◆ **Task instructions**
Count the lines in the data below that contain the string "roof", and give only that number.

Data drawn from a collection
::::
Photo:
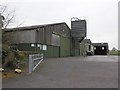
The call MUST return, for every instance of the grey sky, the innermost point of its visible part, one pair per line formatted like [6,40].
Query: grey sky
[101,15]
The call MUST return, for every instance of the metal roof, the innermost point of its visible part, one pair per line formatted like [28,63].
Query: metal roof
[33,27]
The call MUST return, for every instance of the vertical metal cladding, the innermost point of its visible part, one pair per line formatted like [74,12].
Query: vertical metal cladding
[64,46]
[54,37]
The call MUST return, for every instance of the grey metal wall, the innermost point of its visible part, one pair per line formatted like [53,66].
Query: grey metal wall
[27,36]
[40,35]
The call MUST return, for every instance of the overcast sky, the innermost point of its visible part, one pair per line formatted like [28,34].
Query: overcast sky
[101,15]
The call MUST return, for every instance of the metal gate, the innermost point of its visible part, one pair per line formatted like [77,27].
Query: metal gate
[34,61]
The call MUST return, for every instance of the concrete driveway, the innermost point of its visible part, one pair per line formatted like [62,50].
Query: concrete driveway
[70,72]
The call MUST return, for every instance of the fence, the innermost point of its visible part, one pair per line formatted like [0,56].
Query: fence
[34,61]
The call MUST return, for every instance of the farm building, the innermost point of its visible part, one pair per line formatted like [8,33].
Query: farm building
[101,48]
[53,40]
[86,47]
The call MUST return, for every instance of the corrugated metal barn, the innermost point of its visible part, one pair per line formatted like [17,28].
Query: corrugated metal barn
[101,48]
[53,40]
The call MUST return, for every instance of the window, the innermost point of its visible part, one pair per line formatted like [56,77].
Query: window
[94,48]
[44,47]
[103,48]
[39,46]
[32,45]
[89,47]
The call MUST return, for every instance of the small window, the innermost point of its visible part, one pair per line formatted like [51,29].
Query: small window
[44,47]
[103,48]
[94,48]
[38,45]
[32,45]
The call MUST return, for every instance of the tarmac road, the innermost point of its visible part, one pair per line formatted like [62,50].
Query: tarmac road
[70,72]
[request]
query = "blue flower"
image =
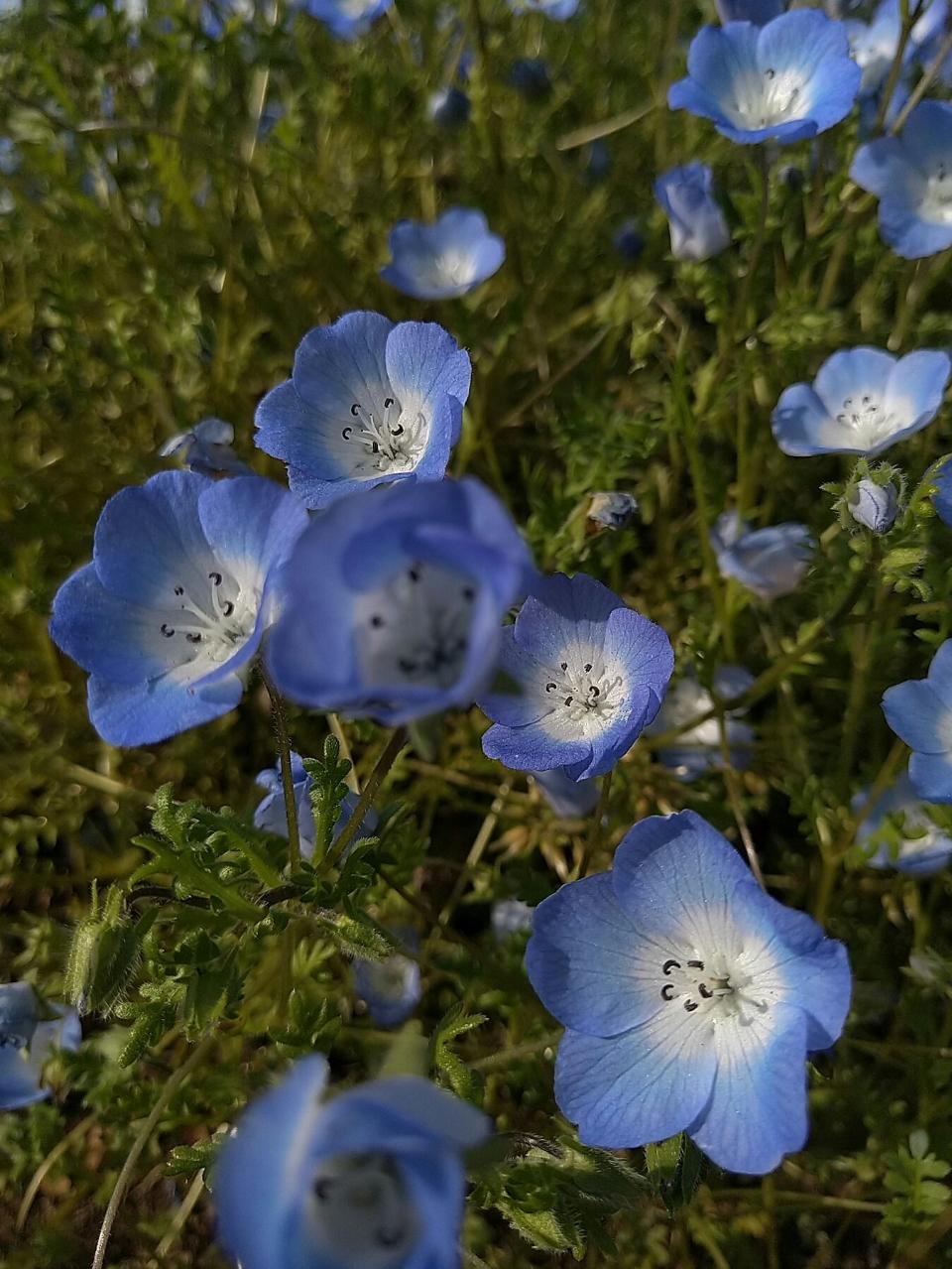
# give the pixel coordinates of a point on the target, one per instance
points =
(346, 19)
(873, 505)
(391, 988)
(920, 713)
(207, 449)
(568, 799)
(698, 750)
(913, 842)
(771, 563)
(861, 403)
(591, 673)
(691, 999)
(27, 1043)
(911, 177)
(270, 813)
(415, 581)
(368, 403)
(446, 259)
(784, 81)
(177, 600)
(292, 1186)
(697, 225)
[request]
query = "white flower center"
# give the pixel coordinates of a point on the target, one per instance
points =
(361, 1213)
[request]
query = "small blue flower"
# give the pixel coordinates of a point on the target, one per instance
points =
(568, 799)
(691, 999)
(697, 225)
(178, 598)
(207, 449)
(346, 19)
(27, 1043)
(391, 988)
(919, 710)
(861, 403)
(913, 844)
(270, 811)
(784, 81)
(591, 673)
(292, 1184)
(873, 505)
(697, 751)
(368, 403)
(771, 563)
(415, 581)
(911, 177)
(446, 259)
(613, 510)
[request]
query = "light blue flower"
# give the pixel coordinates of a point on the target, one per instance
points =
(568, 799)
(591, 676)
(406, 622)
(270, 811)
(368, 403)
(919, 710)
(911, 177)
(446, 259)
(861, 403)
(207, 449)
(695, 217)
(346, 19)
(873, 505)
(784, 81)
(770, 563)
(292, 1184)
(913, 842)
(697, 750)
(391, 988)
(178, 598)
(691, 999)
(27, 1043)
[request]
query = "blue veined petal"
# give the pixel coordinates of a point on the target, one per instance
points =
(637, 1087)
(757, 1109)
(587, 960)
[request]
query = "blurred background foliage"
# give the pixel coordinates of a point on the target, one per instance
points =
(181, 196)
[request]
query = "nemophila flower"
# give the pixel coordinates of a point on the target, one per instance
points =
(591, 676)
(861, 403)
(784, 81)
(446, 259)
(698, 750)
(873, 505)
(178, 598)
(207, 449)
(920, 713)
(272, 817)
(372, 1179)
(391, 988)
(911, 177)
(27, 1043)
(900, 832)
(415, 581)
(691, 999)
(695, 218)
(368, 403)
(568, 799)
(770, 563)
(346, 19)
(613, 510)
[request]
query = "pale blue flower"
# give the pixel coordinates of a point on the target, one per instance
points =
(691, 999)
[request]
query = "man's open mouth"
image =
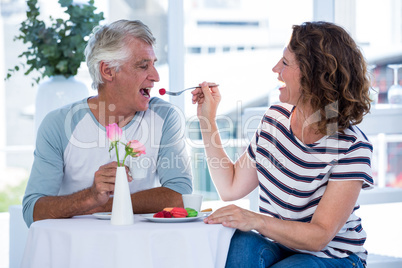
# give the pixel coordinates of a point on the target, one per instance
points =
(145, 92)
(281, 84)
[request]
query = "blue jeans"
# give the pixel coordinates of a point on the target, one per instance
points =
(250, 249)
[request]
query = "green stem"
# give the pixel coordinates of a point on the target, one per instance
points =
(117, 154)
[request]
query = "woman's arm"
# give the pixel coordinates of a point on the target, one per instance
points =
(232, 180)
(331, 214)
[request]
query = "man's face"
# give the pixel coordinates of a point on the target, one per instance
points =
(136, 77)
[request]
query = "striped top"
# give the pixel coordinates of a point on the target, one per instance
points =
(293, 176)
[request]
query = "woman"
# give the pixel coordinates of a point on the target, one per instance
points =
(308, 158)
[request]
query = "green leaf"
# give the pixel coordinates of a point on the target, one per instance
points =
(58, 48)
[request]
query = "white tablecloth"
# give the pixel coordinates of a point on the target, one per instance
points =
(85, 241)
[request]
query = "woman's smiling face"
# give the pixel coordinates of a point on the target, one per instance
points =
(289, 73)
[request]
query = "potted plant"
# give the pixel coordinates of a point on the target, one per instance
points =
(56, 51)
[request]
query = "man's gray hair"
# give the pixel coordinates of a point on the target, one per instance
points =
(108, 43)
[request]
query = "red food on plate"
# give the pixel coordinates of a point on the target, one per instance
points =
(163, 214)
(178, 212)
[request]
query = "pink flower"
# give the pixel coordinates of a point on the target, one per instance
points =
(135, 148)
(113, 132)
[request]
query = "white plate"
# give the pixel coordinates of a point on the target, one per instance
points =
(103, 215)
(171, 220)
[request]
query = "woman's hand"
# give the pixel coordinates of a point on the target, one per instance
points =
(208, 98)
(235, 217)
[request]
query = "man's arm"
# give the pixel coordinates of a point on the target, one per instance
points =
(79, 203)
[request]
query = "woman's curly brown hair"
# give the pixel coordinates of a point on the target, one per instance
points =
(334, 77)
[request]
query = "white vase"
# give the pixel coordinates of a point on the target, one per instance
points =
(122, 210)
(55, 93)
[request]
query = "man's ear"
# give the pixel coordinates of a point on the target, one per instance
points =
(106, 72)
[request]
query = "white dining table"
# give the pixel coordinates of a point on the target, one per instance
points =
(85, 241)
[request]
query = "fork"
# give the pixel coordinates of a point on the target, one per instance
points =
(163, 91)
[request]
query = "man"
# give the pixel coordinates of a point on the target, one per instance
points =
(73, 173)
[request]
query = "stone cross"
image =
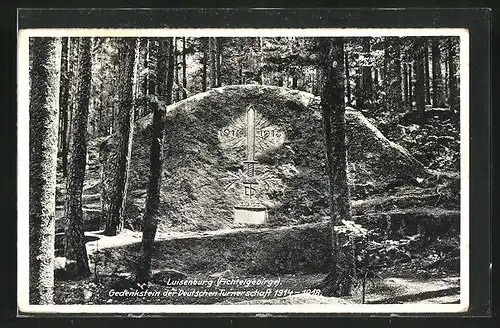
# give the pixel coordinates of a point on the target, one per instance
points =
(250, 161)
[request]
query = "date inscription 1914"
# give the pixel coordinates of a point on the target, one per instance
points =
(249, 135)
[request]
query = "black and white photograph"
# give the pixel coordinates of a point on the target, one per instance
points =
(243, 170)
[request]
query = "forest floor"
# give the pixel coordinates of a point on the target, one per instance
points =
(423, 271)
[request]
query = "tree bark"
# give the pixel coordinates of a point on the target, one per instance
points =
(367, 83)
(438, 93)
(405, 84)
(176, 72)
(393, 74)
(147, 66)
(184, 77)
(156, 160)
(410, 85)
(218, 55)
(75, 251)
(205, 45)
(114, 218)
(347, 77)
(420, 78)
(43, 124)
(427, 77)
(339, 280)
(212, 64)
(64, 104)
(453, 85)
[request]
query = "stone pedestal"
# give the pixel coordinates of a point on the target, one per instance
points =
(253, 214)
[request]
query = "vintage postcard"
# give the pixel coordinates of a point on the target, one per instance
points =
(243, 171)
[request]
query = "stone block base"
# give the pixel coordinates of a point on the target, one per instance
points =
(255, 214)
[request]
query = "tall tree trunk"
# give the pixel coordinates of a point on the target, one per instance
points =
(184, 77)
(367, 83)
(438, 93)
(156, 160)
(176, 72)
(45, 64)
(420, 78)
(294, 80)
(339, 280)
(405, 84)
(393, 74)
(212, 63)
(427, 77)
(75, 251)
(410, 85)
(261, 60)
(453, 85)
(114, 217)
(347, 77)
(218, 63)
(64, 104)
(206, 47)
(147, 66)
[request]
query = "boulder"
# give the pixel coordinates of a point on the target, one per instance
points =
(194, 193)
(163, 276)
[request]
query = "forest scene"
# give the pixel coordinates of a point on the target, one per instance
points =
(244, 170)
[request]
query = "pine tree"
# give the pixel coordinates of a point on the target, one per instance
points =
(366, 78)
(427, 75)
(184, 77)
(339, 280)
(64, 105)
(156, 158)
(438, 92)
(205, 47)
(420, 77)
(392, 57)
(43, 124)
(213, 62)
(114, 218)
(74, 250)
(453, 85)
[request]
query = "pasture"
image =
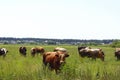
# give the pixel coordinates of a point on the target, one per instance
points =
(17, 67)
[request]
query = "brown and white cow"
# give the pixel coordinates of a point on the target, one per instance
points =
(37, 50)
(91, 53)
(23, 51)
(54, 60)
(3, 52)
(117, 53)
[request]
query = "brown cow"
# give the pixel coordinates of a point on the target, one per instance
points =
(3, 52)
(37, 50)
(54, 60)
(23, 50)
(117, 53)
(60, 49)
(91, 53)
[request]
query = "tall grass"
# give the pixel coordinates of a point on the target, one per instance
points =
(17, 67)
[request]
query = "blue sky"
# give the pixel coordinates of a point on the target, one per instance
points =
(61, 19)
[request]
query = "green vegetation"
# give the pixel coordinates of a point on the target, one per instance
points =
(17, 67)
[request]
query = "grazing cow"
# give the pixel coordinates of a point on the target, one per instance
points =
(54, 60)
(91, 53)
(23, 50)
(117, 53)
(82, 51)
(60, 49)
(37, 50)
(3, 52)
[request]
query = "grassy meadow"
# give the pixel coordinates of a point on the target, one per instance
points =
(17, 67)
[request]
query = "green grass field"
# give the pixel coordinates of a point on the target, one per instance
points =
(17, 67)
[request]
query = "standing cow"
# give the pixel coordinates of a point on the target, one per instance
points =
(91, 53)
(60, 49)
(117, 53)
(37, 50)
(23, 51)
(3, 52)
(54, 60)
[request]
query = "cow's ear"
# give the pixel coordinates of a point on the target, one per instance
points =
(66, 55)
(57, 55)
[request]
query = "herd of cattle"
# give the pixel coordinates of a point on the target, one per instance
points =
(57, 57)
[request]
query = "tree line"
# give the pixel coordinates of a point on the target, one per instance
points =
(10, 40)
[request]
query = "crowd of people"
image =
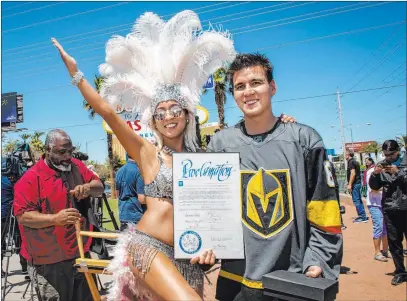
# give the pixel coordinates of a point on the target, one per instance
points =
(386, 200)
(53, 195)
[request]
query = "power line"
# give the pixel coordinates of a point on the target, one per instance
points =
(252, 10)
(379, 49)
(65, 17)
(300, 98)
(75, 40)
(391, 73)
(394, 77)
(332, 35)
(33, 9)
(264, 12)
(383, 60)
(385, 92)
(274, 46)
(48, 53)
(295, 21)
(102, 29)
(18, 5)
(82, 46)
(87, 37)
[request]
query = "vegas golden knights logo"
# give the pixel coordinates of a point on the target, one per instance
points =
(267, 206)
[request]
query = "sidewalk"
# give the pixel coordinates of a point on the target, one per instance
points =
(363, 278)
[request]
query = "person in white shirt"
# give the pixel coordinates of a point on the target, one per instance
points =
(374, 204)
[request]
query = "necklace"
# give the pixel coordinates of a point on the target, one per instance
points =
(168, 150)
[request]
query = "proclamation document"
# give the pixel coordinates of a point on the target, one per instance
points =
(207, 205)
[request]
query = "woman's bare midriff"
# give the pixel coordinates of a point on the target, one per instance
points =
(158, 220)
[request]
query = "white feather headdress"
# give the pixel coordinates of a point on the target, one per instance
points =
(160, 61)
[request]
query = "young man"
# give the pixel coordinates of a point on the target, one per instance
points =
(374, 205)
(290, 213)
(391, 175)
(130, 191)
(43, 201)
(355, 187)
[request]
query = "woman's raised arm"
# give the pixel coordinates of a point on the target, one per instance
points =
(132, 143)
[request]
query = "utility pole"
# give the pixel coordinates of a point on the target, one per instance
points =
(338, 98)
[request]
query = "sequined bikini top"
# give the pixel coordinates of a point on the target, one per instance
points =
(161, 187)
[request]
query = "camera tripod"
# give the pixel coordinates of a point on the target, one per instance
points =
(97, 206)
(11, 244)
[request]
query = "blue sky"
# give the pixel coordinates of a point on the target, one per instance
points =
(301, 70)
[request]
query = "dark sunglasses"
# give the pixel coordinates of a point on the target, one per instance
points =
::::
◆ **Exercise solution**
2